— START OF TEXT PROVIDED —

Written by Kar-Yen Leong.
Image Credit: 廢死聯盟 by Shih-Shiuan Kao/ Flickr, license: CC BY-SA 2.0.
In an article by Franklin Zimring and David Johnson, we are reminded of the importance of studying the death penalty in Asia as it is the site of “…at least 85 per cent and as many as 95 per cent of the world’s execution.” The authors add that the region is a key battleground as to whether this practice will continue or become a remnant of a less civilised past.
This struggle is no more intense than in East and Southeast Asian states, where the death penalty is not only an indelible part of only their legal systems but also their very societies. The decision to retain or abolish the death penalty has become a matter of intense soul-searching among states such as Taiwan, South Korea, Singapore, and Malaysia, navigating landscapes replete with ghosts of colonial and authoritarian pasts. For these countries, the state’s power over life and death is a direct extension of its sovereignty. Giving up this power is to lose that sovereignty, but it also means the loss of a weapon of last resort forged to keep the forces of chaos at bay.

— END OF TEXT PROVIDED —
— START OF RECORDS SHOWN —

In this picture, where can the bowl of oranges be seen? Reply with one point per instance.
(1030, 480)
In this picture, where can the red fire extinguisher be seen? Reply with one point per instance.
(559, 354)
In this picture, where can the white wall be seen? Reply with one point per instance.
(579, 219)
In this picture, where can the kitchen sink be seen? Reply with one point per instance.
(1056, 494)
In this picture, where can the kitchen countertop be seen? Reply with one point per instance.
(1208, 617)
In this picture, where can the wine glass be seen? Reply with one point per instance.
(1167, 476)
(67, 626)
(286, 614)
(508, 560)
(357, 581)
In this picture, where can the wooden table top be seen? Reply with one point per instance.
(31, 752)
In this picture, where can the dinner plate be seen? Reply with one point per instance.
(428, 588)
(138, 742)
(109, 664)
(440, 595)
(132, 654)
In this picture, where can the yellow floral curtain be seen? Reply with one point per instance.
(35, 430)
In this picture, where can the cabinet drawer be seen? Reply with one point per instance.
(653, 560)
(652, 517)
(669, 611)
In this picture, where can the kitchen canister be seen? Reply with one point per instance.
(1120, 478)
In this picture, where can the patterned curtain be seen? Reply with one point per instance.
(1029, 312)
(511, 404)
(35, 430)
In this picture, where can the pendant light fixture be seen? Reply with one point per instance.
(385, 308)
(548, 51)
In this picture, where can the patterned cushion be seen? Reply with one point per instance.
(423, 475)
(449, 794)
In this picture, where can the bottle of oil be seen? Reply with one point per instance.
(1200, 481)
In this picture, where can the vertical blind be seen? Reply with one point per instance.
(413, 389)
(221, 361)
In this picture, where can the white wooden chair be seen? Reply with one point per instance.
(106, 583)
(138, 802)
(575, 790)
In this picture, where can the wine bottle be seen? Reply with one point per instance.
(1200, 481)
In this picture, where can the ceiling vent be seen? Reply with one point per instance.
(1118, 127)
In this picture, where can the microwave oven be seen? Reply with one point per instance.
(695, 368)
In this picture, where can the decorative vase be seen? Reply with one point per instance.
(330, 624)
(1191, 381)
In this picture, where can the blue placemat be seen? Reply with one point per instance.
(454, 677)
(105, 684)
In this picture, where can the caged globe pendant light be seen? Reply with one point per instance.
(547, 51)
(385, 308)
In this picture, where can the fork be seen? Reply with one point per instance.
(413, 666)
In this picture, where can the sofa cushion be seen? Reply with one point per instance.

— END OF RECORDS SHOWN —

• **CHALLENGES**
a: In the text on the death penalty in Asia, what share of the world's executions is said to take place in Asia?
b: Revise the part of the text on the death penalty in Asia that opens with the words containing "Written by Kar-Yen" and closes with "less civilised past.", and write it out again with "battleground" replaced by "testing ground".
The records play no part in this work.

• **ANSWERS FOR THE TASKS**
a: At least 85 percent and as many as 95 percent of the world's executions.

b:
Written by Kar-Yen Leong.
Image Credit: 廢死聯盟 by Shih-Shiuan Kao/ Flickr, license: CC BY-SA 2.0.
In an article by Franklin Zimring and David Johnson, we are reminded of the importance of studying the death penalty in Asia as it is the site of “…at least 85 per cent and as many as 95 per cent of the world’s execution.” The authors add that the region is a key testing ground as to whether this practice will continue or become a remnant of a less civilised past.